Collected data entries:
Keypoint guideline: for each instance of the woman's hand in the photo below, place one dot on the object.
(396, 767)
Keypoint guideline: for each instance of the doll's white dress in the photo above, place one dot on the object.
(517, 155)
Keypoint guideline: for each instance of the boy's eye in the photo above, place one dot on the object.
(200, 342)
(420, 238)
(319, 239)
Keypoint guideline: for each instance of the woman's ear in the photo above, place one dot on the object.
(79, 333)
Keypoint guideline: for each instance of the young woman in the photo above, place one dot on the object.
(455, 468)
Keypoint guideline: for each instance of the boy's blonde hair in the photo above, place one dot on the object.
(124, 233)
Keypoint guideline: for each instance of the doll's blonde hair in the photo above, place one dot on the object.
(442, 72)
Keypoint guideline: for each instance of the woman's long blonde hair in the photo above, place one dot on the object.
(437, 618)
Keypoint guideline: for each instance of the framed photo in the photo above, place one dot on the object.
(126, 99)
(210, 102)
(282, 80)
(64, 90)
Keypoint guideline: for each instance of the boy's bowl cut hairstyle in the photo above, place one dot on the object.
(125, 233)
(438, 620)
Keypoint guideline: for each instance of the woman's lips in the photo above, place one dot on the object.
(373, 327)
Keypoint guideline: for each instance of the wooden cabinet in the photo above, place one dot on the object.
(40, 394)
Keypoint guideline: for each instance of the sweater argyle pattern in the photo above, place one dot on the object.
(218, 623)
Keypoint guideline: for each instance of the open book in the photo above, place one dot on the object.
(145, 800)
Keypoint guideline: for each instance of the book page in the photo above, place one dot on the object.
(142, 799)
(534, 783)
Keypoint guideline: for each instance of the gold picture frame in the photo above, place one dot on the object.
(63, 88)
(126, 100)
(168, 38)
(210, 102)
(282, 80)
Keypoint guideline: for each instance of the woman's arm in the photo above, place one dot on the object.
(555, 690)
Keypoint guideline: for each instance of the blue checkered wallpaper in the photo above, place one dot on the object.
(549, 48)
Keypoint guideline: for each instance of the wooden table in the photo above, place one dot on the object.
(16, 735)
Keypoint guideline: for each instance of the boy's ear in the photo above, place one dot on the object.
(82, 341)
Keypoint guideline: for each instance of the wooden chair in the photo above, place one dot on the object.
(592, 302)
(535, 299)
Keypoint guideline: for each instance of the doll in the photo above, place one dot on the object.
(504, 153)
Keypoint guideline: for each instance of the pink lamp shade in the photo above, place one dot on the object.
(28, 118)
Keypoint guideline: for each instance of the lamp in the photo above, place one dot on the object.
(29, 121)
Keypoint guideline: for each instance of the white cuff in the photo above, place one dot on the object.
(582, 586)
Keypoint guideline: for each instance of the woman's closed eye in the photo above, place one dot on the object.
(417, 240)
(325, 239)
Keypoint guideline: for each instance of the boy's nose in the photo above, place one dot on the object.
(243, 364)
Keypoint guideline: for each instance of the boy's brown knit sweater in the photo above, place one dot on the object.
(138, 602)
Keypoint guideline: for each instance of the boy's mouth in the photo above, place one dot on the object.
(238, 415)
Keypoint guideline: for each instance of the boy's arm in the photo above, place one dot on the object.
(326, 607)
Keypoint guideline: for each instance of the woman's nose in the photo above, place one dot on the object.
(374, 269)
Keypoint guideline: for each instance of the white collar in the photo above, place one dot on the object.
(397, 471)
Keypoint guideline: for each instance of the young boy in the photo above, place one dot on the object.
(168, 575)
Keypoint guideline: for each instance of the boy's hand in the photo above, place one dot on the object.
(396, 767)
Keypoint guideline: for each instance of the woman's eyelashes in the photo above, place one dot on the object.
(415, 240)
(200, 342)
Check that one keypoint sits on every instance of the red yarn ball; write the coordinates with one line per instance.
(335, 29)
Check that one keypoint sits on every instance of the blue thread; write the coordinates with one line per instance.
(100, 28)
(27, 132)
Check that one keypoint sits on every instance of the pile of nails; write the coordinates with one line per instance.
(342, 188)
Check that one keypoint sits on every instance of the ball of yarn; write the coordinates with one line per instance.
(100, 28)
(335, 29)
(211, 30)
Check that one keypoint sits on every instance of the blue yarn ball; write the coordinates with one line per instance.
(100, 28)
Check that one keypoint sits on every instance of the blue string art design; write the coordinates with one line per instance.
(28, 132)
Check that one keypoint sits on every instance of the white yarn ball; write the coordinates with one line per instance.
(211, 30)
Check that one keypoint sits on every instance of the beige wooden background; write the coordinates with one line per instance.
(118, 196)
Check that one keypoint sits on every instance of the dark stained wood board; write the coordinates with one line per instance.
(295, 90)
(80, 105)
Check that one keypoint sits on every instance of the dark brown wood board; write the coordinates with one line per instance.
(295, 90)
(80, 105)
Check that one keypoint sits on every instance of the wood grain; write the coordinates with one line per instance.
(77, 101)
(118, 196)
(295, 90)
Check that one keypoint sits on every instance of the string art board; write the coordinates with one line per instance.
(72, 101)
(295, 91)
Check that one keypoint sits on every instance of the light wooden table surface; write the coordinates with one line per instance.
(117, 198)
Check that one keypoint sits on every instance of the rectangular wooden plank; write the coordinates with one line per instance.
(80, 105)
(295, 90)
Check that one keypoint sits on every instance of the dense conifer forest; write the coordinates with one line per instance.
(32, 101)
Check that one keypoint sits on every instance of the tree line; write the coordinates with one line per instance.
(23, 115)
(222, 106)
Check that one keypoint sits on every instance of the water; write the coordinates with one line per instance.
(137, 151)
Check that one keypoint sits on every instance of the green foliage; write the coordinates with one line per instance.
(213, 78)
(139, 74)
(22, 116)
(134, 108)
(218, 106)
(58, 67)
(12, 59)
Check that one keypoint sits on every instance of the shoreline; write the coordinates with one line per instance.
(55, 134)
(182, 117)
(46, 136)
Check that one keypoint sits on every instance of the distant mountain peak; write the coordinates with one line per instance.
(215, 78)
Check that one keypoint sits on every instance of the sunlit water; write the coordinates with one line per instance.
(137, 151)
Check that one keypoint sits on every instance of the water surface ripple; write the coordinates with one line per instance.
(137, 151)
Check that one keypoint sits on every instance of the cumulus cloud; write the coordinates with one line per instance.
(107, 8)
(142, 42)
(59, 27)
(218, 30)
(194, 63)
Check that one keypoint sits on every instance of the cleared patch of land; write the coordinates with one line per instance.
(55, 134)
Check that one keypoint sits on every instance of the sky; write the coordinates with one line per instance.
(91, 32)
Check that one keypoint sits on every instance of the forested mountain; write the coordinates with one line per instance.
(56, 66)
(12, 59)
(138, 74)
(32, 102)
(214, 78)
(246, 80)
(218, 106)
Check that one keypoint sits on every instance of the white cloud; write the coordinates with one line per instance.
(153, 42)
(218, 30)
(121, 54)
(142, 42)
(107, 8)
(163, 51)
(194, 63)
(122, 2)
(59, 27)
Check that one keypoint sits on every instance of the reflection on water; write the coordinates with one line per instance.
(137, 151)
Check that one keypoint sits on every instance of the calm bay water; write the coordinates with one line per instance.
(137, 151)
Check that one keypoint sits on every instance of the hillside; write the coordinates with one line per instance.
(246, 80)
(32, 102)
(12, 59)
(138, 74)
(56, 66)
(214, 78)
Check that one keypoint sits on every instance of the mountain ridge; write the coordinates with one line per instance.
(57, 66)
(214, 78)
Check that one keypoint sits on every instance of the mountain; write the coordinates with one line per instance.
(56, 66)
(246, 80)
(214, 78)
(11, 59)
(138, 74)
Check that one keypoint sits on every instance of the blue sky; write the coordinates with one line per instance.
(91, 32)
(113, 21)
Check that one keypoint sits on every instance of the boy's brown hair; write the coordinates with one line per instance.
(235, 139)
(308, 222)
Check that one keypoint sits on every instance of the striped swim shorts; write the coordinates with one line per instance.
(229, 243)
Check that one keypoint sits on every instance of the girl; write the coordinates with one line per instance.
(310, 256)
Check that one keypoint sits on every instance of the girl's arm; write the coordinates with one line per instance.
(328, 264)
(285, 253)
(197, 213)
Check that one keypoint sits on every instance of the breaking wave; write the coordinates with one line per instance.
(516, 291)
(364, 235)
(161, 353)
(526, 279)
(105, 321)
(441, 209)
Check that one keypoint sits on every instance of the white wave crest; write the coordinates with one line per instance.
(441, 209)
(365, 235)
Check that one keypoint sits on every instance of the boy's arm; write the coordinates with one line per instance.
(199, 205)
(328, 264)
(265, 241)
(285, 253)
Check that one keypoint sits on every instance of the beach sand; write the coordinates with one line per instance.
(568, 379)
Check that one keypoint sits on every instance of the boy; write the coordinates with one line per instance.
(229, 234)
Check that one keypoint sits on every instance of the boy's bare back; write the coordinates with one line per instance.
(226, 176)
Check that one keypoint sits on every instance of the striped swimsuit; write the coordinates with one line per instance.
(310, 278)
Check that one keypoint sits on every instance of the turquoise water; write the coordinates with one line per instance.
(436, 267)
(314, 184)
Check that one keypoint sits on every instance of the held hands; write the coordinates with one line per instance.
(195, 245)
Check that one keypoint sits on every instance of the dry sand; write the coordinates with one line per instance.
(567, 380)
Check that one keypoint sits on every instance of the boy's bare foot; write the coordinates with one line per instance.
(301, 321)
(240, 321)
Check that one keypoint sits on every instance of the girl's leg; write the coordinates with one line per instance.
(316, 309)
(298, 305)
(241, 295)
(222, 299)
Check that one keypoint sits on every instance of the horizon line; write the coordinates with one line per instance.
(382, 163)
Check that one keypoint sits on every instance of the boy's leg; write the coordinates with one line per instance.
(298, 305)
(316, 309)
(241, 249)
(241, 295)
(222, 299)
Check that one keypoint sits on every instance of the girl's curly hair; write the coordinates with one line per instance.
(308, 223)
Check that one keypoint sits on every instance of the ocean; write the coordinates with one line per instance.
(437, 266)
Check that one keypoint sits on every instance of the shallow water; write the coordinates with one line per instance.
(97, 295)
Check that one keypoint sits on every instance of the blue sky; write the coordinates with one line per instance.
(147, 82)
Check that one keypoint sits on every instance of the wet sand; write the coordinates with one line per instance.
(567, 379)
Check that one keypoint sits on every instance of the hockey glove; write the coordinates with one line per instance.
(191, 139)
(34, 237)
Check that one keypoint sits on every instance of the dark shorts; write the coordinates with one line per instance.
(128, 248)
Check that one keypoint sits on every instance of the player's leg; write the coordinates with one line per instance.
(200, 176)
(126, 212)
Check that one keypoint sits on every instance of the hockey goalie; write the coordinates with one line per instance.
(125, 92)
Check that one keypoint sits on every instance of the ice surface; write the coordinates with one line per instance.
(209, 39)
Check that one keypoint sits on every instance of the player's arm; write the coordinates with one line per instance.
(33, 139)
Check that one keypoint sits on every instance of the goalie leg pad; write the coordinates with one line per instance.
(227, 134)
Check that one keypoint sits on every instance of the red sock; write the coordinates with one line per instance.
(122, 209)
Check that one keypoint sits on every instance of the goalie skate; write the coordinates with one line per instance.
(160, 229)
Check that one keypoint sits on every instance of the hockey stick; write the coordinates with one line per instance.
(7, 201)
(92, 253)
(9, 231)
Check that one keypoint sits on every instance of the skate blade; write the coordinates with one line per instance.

* **What you need to do**
What is needed is an exact copy of the lines from the one containing "the hockey glove;" through the last line of the records above, both included.

* **Response to the exercise**
Check that one keypoint sits on every instance of the hockey glove; write the coordinates with one line per instance.
(191, 139)
(34, 237)
Check that one keypoint sits on every instance of the dark shorts; write the coordinates with one line per instance.
(128, 248)
Check that one keypoint sits on every instance of the player's leg; write the coordinates with one line per instance.
(200, 176)
(126, 212)
Check that one keypoint sits on every instance of the hockey goalie; write the coordinates with one line per instance.
(125, 92)
Check that one keypoint sits on every instance of the ice surface; write the coordinates with one line per instance.
(209, 39)
Check that one keypoint sits on every instance of the player's arm; write the coordinates with one line per instance.
(33, 139)
Check that one keypoint sits on every instance of the goalie leg pad; write the coordinates with one line per instance.
(227, 134)
Check that one keypoint sits on every instance of the red sock; write the coordinates with one line per instance.
(122, 209)
Check that one keypoint sits on every instance of the goalie skate; write the coordinates with one line per instance.
(160, 229)
Check that one keypoint sits on every instance of the hockey stick; write the coordinates with one line per instance.
(7, 201)
(92, 253)
(9, 231)
Check that one keypoint sits on every instance of the skate blade; write the coordinates with one line per instance.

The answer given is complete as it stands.